(Records from a data collection)
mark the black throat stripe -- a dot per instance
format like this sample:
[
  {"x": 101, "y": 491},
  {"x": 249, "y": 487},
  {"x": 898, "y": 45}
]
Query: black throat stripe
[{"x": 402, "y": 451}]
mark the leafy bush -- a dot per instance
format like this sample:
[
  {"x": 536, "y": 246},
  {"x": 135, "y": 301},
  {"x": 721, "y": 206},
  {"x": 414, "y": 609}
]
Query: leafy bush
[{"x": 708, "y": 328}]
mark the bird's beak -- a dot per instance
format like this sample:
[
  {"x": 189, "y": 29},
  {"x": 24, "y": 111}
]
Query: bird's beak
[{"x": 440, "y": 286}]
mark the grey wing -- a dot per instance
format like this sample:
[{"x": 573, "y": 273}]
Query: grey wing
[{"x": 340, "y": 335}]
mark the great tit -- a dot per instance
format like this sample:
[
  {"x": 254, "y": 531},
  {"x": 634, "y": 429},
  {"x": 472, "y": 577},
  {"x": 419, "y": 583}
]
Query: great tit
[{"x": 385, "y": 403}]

--

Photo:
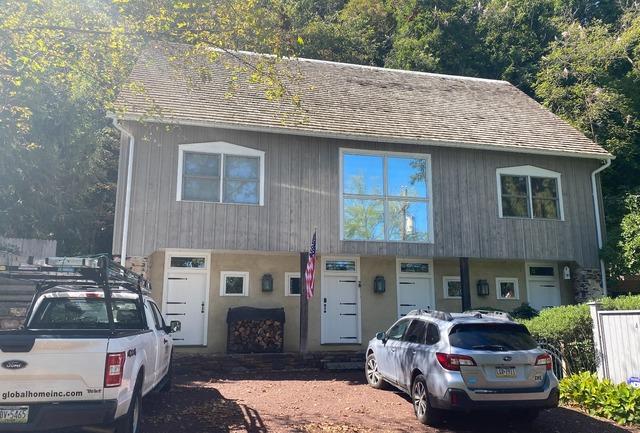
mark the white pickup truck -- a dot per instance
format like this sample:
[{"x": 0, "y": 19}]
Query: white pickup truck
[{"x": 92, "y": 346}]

**What you will do:**
Report every line in the records above that contains the string "black", matching case exactly.

**Final result:**
mark the black throat stripe -- a dot per instance
Query: black throat stripe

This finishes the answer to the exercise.